WHAT TO PRODUCE =>
Word for word, copy the entire listing below, but do not carry over any pictures.

INFORMATION GIVEN =>
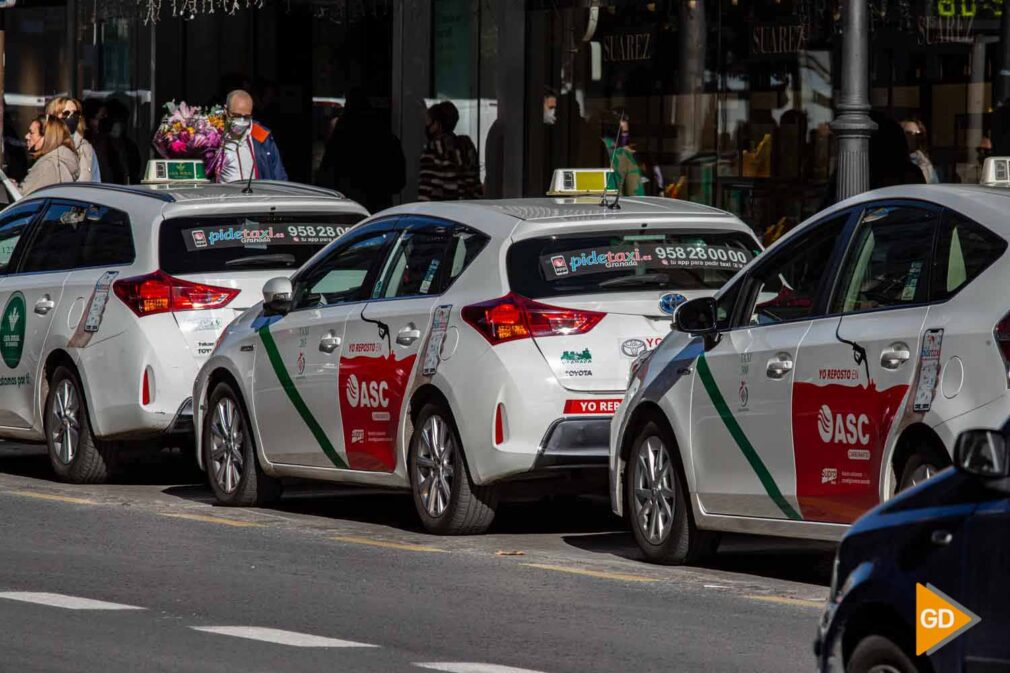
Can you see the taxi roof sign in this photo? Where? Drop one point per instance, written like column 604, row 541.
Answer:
column 175, row 171
column 996, row 172
column 583, row 182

EXERCISE RESPONSE =>
Can you see the taxi roof sign in this photo? Where? Drop one point per instance, written like column 604, row 541.
Answer:
column 175, row 171
column 996, row 172
column 583, row 182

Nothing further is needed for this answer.